**Given problem:**
Write out every line of the rows below without changing anything.

Part of a data file
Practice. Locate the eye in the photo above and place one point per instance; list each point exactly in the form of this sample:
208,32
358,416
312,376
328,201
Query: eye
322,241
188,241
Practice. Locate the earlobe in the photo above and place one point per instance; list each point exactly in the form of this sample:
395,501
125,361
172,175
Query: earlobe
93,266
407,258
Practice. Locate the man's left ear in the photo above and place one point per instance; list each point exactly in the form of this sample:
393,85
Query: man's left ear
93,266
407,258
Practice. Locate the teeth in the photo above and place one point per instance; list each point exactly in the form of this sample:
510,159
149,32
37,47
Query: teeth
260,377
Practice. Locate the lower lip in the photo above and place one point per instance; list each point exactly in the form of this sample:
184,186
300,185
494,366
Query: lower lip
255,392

**Reply to the exercise:**
Practice. Locate the eye in the photo above and place one point per instance; list each point exactly in the form of this sample:
208,32
358,416
312,376
328,201
Query: eye
322,241
188,241
Practice. Locate the earlobe in the photo above and place one point per instance; list each point exactly in the form of this sample:
395,501
125,361
172,175
Query: earlobe
93,266
407,258
Practice. Locate the man's left ear in the photo above and place one point per instance; list each point exactly in the form of this sample:
393,85
Query: man's left ear
93,266
407,258
Practice. Locate the teeth in the photo above and place one point per instance; list each point exactly in the form of this sample:
510,159
149,32
37,47
Query: teeth
260,377
Practice. Locate the lower lip in the photo above and place one point per instance; list each point exactly in the form of this sample:
184,186
300,185
494,366
Query: lower lip
255,392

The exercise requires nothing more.